* Exercise details
Rewrite all of the rows below as a numbered list, leaving out any blank lines.

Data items
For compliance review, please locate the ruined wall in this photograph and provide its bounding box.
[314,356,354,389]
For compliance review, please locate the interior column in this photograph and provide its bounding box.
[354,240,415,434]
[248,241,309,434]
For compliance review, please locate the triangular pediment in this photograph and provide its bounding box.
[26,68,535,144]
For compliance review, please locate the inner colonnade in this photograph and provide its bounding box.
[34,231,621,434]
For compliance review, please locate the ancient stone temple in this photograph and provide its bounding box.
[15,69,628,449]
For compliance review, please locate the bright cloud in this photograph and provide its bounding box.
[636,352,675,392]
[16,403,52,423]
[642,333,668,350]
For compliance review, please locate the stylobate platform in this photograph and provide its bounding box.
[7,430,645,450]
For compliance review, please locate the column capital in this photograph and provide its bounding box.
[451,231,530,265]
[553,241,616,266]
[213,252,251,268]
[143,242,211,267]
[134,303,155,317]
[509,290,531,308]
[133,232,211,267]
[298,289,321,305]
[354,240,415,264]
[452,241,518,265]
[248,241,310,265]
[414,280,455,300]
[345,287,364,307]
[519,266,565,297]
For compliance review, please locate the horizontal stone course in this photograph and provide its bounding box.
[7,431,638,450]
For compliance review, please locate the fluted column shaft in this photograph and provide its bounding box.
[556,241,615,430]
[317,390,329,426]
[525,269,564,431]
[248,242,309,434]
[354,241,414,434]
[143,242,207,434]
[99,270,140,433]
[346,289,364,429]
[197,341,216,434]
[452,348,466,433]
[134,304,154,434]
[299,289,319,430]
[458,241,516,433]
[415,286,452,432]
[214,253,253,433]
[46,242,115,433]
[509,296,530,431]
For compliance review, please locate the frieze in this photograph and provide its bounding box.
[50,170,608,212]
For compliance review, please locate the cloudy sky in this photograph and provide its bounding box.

* Full answer
1. For compliance review, please locate the ruined wall in this photograph and provide its bounding box.
2. [314,356,354,389]
3. For compliance review, please locate the interior column in this photograph and provide its bounding box.
4. [354,240,415,434]
5. [248,241,309,434]
6. For compliance review, please locate the triangular pediment in this photograph and provide its bounding box.
7. [26,68,535,144]
8. For compliance review, please locate the inner colonnade in this photograph and provide its bounding box.
9. [34,231,621,434]
10. For compliance review, please locate the ancient stone temple in this photograph and provide its bounding box.
11. [15,69,628,449]
12. For compliance review, please locate the bright cloud in this photograph and provide its bounding box.
13. [636,352,675,392]
14. [16,403,52,423]
15. [642,333,668,350]
16. For compliance review, please locate the stylobate platform in this photograph and provide its bounding box.
17. [7,430,645,450]
18. For compliance review, please locate the column capital in this photograph and provide its bounding box.
19. [451,231,530,265]
20. [553,241,616,266]
21. [213,252,251,268]
22. [143,242,211,267]
23. [134,303,155,317]
24. [509,290,531,308]
25. [133,232,211,267]
26. [298,289,321,305]
27. [354,240,415,264]
28. [452,241,518,265]
29. [248,241,310,265]
30. [414,280,455,300]
31. [345,287,364,307]
32. [519,266,565,297]
33. For compliance review, please locate the horizontal stone course in this photograph and provide its bounding box.
34. [7,431,638,450]
35. For compliance review, please locate the fluted column shaft in this photograph and provide its bounding box.
36. [556,241,615,430]
37. [317,390,329,426]
38. [525,269,564,431]
39. [248,242,309,434]
40. [354,241,414,434]
41. [143,242,207,434]
42. [99,270,140,433]
43. [346,289,364,429]
44. [197,341,216,434]
45. [452,348,466,433]
46. [134,304,154,434]
47. [299,289,319,430]
48. [458,241,516,433]
49. [415,286,452,432]
50. [214,253,253,433]
51. [46,242,115,433]
52. [509,296,530,431]
53. For compliance review, please locate the frieze in this photograph and provide its bounding box.
54. [50,170,608,212]
55. For compliance review, please locate the cloudy sky in this photograph and provide its bounding box.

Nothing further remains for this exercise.